_DOCUMENT SECTION_
The new face of loyalty: what members really want

<strong>The new face of loyalty: what members really want</strong>

We have seen a swathe of loyalty programme revamps in recent years, which encouragingly, have ditched old and tired one-dimensional models in favour of more flexible concepts.

In general, rewards are more instant and easier to earn and spend, plus they consider the lifestyle trends of their members, offering everything from opportunities to shop and discounts on events, to redemptions at spas, restaurants and more.

Recent examples include the December 2021 revamp of GHA DISCOVERY, the loyalty programme of the world’s largest alliance of independent hotels, the Global Hotel Alliance (GHA), highlights of which included the introduction of a new digital reward currency, DISCOVERY Dollars (D$), with D$1 equal to US$1, making it simple for its 23 million members to understand. Options to spend local or overseas provide flexibility, so DISCOVERY members can pop to their local hotel for a spa treatment or meal or redeem on a stay at any GHA member hotel brand around the world.

_ENTRIES SHOWN_
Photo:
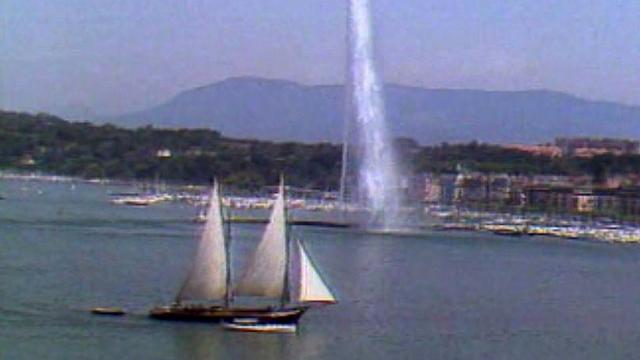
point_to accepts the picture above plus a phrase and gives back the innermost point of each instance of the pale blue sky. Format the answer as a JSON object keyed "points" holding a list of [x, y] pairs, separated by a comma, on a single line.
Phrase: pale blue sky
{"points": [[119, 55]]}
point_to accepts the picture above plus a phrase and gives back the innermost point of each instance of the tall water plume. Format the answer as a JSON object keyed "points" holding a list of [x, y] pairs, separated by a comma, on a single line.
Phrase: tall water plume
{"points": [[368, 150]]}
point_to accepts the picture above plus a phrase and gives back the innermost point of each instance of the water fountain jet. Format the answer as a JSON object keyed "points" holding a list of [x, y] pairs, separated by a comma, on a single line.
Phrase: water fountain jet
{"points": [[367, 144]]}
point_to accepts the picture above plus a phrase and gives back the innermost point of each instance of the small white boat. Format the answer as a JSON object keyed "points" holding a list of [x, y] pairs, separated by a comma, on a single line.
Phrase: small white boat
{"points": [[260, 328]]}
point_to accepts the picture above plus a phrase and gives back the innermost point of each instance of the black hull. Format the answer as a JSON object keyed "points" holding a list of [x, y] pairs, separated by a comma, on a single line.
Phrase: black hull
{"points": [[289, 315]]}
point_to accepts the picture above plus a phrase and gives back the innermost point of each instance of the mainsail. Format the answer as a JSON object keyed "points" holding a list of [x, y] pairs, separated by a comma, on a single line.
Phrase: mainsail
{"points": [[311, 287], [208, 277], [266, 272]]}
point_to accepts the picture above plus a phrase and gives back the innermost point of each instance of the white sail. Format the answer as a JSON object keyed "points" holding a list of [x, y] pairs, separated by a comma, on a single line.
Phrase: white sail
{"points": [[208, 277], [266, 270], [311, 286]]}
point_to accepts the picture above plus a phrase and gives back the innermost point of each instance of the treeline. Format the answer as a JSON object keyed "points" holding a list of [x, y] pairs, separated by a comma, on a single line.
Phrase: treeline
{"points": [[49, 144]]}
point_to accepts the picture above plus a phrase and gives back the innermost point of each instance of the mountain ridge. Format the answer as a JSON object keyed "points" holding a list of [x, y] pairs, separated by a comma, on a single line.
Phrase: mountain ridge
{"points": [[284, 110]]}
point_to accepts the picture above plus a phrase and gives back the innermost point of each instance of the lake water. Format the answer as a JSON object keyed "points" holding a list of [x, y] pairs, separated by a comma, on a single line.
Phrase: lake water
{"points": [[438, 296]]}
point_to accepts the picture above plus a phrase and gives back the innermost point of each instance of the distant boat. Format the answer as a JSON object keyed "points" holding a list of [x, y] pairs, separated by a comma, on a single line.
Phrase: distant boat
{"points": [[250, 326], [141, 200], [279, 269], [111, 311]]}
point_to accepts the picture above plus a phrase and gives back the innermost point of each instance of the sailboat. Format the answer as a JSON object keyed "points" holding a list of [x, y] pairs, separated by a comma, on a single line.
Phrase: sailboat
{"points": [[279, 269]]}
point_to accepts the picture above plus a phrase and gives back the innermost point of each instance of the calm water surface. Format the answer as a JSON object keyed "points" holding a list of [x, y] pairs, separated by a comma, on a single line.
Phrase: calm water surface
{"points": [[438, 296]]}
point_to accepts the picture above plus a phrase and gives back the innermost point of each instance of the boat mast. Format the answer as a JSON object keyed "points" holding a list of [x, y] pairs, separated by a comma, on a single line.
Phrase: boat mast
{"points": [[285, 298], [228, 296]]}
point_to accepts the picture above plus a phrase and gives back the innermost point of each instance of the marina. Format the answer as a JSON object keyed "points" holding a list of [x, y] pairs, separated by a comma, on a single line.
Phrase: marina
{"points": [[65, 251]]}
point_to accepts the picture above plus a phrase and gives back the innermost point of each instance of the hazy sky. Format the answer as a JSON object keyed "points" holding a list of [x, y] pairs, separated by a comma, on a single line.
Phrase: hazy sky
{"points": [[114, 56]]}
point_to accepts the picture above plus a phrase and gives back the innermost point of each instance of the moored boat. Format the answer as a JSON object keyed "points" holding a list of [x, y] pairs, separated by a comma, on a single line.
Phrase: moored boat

_INSTRUCTIONS_
- 1) From the loyalty article, extract the passage from "In general, rewards" to "restaurants and more.".
- 2) According to the loyalty article, what is one DISCOVERY Dollar worth?
- 3) Continue the article on loyalty programs from where it stops.

_EXPECTED RESULTS_
- 1)
In general, rewards are more instant and easier to earn and spend, plus they consider the lifestyle trends of their members, offering everything from opportunities to shop and discounts on events, to redemptions at spas, restaurants and more.

- 2) D$1 is equal to US$1.

- 3)
The loyalty programme overhaul has paid dividends, with GHA reporting a 60% year-in year-hike in 2022 revenue, accelerating in Q4 to surpass 2019 figures, and cross-brand revenue rocketing to $168 million for the year, 25% ahead of 2019. What that essentially means is that loyalty programme members were earning D$s in one hotel and spending them across the rest of the portfolio, proving the reimagination made good business sense.

Similarly, the overhaul of the IHG One Rewards programme announced in January 2022 with perks rolled out from last spring, enticed nearly 11 million new members in its first two months, representing a 30% hike in enrolments, IHG CEO Keith Barr revealed to media and investors in August. New members were no doubt attracted to its new tier and bonus point earning structure, exclusive access to reward night discount promotions, perks including upgrades, early check-in and late check-out, and milestone rewards available for every 10 nights stayed. The new IHG One Rewards mobile app makes access to all perks and benefits much easier.

But perhaps the gamechanger of 2021/2022 was the launch of Conscious Choices by Etihad Guest, the loyalty programme of Etihad Airways, which enables members to earn miles for offsetting their carbon emissions, when flying and also, in their everyday life.

Did you know, that for every 5kg less baggage you carry on board, you’ll reduce your carbon emissions by 5%? With Conscious Choices, you are rewarded every time you pack a bit lighter on board.

As well as bonus Tier Miles, there are three baggage badges to earn. Carry less than 15kg of baggage and earn a Perfect Packer badge. Pick a hand baggage only fare and earn a Green Fare badge. Or pack like a pro and take no checked baggage at all to earn a Lite Traveller badge.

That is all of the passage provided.